When you find the line with "Target: rower's head" among the records below, reproduce it and each line after it exactly, ending with the line with "the wooden post".

++++ RECORD EXTRACTS ++++

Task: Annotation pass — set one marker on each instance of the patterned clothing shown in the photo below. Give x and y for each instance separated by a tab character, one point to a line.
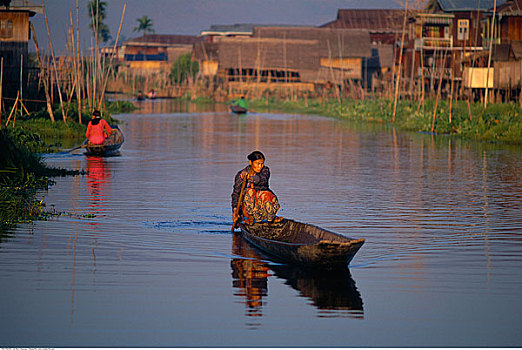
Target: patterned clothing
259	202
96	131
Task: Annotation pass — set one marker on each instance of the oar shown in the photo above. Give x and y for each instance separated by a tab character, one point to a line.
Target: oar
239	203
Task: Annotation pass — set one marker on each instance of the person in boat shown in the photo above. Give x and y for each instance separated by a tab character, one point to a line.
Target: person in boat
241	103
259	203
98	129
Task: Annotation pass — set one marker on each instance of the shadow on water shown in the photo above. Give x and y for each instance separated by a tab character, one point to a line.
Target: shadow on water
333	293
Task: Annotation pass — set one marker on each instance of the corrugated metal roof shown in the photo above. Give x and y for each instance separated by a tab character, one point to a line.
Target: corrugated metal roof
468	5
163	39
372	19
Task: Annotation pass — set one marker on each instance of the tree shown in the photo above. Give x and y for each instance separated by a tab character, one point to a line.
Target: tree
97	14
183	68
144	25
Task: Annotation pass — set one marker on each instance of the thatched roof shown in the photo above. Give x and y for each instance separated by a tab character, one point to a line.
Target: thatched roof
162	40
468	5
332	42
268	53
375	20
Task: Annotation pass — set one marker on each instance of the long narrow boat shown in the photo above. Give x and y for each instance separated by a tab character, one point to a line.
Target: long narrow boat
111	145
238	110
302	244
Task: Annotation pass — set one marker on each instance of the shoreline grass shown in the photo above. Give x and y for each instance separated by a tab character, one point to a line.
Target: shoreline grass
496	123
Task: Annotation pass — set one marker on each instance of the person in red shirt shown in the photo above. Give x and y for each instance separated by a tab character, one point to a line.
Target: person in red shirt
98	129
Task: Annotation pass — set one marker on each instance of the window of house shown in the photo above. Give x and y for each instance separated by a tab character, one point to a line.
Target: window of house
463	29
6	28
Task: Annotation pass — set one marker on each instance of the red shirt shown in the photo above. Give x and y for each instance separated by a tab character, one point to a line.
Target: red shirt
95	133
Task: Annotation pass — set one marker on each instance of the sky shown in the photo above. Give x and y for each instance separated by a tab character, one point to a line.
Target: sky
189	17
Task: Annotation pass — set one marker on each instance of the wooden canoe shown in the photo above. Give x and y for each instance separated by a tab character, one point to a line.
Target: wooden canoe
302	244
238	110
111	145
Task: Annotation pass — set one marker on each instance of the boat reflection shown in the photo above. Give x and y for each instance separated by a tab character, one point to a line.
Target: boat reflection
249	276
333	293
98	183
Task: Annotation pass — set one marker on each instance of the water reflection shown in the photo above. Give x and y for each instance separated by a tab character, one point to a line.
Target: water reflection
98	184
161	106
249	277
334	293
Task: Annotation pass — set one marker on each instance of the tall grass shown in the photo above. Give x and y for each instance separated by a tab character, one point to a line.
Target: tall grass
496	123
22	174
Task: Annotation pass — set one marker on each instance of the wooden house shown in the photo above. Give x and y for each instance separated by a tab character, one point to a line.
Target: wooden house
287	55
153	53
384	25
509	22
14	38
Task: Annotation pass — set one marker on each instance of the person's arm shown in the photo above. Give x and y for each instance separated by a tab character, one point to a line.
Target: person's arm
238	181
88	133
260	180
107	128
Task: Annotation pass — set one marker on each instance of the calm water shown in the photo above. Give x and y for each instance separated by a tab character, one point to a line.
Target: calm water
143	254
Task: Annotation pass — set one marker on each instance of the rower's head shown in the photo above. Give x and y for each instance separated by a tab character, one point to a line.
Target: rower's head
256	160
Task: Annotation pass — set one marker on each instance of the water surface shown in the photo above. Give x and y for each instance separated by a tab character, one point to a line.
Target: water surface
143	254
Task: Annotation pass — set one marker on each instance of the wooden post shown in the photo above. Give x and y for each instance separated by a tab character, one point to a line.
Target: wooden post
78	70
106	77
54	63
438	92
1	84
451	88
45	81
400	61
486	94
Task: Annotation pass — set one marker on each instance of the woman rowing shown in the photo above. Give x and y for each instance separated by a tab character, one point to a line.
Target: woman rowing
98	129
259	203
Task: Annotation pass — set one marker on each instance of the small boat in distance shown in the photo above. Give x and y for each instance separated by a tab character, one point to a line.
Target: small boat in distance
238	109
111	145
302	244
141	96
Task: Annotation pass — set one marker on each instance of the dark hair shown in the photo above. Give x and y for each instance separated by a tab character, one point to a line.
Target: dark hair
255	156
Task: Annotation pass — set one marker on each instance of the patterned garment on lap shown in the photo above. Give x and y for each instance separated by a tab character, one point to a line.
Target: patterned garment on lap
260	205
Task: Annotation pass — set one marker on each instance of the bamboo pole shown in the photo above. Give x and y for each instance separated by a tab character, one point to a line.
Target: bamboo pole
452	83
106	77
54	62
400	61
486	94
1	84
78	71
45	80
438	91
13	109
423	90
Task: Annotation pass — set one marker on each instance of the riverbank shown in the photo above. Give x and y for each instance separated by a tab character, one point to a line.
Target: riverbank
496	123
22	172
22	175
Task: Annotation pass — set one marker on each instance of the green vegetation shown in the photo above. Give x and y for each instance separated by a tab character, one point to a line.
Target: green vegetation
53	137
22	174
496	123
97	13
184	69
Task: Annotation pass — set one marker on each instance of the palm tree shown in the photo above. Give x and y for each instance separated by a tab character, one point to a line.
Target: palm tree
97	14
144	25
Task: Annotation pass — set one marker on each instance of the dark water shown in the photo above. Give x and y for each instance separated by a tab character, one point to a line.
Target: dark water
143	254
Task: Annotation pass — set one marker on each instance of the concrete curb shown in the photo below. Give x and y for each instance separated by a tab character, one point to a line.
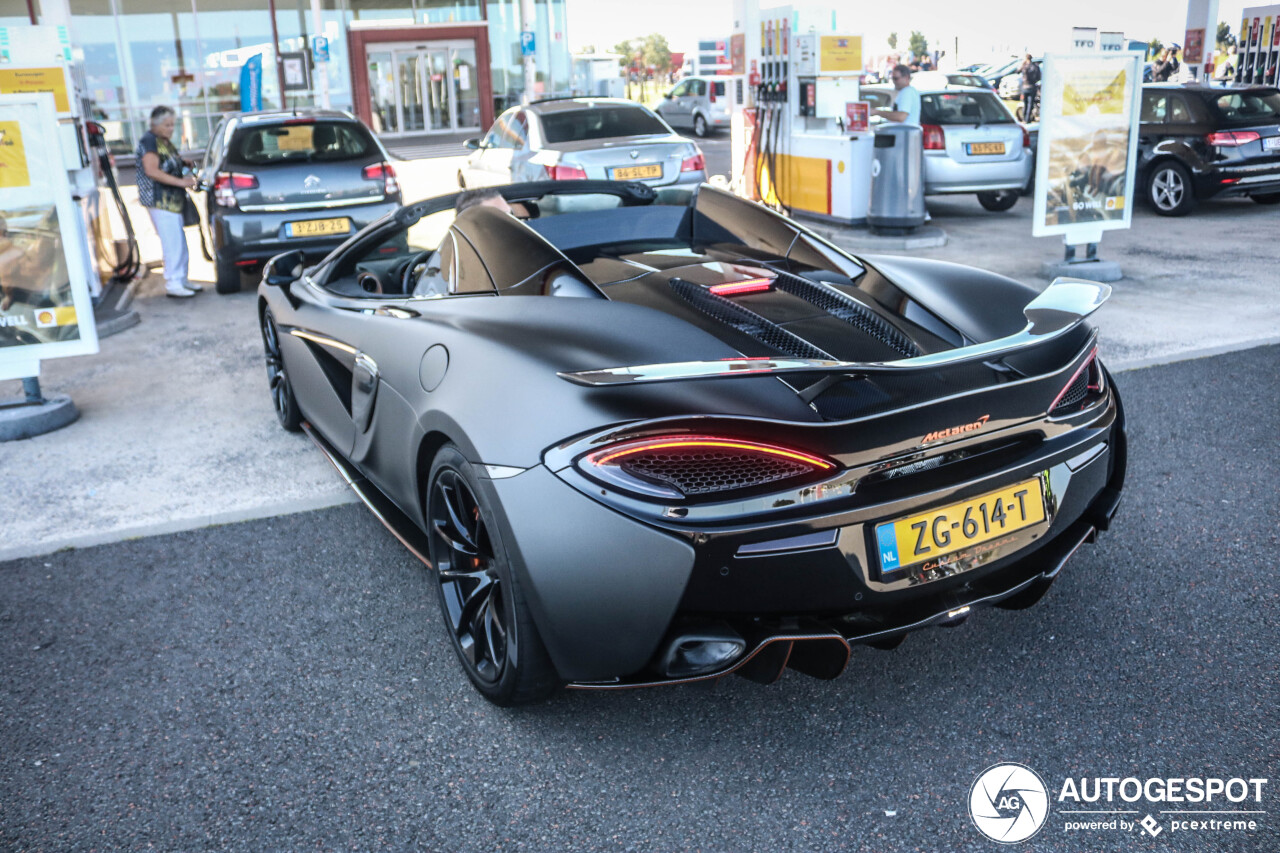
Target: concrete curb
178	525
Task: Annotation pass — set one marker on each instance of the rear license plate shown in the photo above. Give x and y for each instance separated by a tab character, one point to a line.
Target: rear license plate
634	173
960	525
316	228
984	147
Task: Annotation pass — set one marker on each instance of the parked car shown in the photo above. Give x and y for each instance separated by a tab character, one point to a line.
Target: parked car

++++

* _SOLUTION_:
Target: rower's head
256	160
Task: Annotation pass — set one marker on each instance of the water surface shown in the photo above. Give x and y for each instance separated by a tab character, one point to a line.
Target: water surface
143	254
Task: Annotation pass — set one marker on each instance of the wooden post shown in the photo above. Give x and y for each instance separated by a tab character, one point to a line.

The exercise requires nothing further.